--- Source records ---
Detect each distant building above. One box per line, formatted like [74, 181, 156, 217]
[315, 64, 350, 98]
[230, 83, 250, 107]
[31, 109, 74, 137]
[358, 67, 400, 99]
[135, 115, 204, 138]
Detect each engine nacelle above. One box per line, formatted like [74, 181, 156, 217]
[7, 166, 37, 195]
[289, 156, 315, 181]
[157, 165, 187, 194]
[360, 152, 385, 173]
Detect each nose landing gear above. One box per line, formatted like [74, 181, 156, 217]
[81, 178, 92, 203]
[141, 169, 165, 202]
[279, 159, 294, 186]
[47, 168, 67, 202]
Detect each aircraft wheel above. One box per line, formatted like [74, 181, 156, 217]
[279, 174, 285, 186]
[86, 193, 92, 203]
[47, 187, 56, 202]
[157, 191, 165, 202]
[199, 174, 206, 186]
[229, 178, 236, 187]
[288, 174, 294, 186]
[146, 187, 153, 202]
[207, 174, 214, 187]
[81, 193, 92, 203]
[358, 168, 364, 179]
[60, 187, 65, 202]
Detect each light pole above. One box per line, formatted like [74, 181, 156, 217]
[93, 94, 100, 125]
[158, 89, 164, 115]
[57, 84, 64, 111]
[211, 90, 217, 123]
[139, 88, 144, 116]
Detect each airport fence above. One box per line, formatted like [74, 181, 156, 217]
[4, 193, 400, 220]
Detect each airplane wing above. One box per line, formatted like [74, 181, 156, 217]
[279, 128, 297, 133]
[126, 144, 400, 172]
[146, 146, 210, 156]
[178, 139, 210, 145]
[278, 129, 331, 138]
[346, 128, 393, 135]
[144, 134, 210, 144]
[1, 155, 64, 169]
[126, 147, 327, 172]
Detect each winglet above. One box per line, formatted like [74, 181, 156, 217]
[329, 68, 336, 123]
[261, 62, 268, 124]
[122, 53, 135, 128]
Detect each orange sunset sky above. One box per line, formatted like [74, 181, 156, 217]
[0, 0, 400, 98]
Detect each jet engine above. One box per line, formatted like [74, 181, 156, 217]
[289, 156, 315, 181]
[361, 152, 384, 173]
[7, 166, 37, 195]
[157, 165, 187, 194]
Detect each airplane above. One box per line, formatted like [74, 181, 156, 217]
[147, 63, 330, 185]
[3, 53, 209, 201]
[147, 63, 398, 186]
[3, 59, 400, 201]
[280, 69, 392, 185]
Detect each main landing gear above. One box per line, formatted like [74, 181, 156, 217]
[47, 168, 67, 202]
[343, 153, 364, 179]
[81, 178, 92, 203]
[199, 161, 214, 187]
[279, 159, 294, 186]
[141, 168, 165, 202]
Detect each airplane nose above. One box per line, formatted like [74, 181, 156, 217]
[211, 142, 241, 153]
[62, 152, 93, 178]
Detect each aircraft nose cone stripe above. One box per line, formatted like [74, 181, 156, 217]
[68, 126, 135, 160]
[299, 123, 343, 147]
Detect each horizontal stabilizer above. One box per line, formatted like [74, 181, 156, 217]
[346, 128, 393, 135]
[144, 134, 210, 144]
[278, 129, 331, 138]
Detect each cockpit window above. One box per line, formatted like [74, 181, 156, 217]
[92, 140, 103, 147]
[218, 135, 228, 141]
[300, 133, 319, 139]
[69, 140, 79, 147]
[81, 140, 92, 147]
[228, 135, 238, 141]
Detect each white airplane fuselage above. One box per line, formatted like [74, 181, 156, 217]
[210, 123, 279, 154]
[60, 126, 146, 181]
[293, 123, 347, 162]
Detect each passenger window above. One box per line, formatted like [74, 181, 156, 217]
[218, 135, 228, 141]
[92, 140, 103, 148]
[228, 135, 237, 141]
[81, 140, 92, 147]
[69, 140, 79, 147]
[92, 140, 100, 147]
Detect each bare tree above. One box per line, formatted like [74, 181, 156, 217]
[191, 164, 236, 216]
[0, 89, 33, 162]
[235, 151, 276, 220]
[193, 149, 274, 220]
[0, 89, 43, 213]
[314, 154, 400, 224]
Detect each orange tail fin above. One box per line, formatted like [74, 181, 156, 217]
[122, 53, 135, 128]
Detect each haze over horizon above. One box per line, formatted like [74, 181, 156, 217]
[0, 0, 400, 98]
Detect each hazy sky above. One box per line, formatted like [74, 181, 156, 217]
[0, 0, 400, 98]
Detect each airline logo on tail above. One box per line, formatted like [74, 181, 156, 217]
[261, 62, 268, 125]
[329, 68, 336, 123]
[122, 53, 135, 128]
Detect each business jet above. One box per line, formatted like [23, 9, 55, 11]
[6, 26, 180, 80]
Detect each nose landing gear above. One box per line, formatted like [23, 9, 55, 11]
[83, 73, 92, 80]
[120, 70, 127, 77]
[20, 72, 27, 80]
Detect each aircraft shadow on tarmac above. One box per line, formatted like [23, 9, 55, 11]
---
What to work on:
Pull out each line of the records that contains the string "airplane". Case counts.

Answer for this exercise:
Detect each airplane wing above. One box per line, formatted like [74, 181, 156, 217]
Detect each airplane above. One box per line, formatted like [74, 181, 156, 217]
Detect each airplane nose above. One box per line, formatted like [74, 181, 156, 217]
Detect each white airplane fuselage above. One box per line, formatted like [74, 181, 156, 217]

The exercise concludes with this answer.